─── Text passage ───

To add to that, each node on the DHT network keeps a finger table of other nodes that belong to the DHT. In fact, thanks to advanced network traversal techniques used within DHTs like Kademilia, nodes are able to locate each other in a very efficient way. More importantly, the implementation of NAT traversal strategies gives DHT nodes the ability to easily speak to each other even if they’re behind a firewall or without a public IP address. NAT traversal is an important feature, considering how data is distributed across the DHT and the fact that most personal computers, unlike servers, are indeed behind some sort of firewall or without a public network address to begin with. In other words, getting to these nodes would be quite difficult if NAT traversal were never used. In fact, if DHTs didn’t utilize some form of NAT traversal, a DHT would probably never work correctly on a peer-to-peer basis since a majority of the DHT’s users (nodes) would be personal computers utilizing some form of a home-based network.
==== HOW IS DATA STORED ON A DHT?

─── Input rows ───

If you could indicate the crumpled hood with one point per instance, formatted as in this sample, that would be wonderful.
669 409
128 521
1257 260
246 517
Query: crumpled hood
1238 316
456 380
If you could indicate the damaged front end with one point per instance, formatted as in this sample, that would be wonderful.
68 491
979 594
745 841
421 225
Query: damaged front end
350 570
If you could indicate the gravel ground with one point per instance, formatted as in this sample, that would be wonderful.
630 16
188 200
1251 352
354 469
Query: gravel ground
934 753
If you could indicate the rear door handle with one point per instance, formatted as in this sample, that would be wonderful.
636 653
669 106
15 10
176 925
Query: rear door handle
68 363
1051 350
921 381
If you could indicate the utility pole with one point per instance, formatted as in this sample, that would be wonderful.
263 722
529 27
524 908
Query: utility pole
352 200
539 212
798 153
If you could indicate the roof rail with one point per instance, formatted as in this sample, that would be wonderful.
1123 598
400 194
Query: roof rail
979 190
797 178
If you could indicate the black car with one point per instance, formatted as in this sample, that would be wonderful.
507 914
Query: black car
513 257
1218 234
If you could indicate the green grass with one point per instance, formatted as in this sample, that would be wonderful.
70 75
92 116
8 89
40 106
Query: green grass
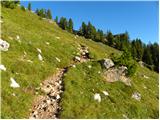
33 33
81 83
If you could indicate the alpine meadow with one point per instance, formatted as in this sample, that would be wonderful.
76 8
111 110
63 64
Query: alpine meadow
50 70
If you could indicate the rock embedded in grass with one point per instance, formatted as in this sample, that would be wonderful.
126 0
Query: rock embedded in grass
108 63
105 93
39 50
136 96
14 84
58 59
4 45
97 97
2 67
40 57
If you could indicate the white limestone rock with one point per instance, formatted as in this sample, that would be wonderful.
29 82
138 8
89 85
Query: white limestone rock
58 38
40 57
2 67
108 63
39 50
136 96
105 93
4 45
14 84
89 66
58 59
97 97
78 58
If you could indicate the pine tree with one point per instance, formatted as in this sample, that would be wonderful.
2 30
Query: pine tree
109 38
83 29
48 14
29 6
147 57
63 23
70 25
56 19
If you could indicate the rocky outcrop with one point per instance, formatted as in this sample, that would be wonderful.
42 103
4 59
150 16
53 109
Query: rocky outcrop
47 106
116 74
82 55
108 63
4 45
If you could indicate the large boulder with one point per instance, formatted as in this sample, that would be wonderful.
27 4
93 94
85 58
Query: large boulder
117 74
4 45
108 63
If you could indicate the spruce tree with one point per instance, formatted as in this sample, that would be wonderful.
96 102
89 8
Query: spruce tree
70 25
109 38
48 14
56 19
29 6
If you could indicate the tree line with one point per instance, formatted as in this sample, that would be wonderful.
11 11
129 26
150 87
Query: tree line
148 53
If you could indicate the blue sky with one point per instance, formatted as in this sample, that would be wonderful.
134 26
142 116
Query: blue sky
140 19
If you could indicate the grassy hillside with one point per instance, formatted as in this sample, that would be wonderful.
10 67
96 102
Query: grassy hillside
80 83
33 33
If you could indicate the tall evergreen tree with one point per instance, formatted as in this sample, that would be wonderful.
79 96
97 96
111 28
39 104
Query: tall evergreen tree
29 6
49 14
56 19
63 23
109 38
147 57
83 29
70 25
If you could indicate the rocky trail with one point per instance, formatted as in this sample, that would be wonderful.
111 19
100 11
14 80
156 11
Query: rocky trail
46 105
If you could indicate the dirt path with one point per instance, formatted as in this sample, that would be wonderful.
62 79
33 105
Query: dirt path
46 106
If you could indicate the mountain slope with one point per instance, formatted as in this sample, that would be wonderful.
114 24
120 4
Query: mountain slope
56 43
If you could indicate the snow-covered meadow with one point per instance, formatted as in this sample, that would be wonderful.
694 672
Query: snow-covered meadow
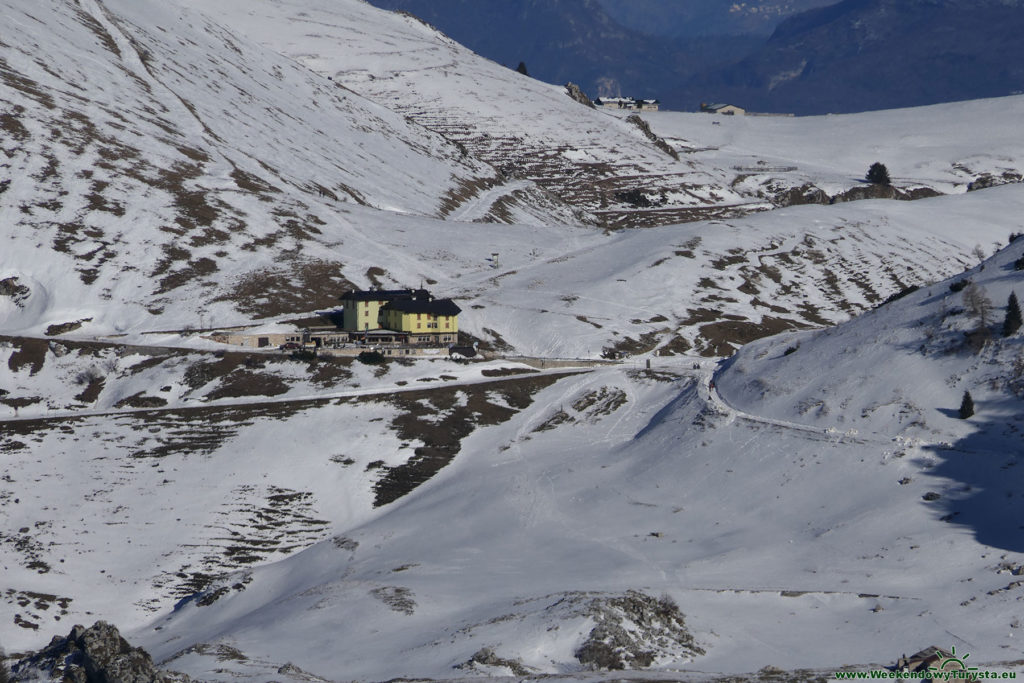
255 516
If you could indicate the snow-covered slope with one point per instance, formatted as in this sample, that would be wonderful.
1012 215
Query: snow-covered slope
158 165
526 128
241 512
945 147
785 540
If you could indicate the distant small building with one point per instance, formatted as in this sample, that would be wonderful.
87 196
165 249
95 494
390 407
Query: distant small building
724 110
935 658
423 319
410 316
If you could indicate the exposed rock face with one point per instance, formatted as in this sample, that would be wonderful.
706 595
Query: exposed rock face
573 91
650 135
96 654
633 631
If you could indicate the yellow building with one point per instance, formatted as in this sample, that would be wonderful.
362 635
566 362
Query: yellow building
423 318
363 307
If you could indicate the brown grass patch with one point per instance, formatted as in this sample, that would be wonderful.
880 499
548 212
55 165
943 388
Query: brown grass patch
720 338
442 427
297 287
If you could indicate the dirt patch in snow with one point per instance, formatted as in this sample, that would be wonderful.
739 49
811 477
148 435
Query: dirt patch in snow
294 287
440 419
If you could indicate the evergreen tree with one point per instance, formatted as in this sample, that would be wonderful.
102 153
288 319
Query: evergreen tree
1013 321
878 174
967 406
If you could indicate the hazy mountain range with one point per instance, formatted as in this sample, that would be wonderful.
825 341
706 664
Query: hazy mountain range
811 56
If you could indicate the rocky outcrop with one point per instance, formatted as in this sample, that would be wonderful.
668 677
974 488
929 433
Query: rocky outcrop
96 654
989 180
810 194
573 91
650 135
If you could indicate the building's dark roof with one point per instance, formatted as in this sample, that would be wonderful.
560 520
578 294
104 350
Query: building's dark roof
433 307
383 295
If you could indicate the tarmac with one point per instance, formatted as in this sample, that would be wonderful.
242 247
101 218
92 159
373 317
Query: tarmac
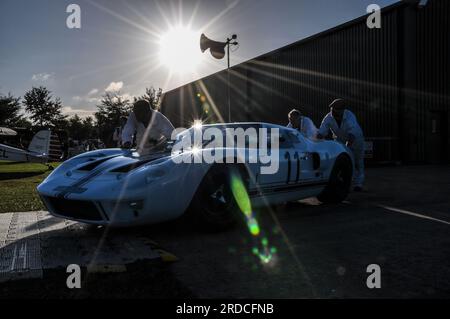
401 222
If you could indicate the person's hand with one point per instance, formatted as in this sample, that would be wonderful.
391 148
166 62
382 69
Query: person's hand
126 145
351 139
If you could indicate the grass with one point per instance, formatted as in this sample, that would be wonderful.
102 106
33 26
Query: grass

───

Exercise instructions
[1] In the DHT text, what does each node on the DHT network keep?
[2] Identify every line in the records that contains the string "dark" and copy each such line. Case counts.

Per-task outputs
[1] A finger table of other nodes that belong to the DHT.

[2]
If you could indicate the building's dark roof with one point per instance, formatted as in this sample, that would be wonderful.
Query: building's dark roof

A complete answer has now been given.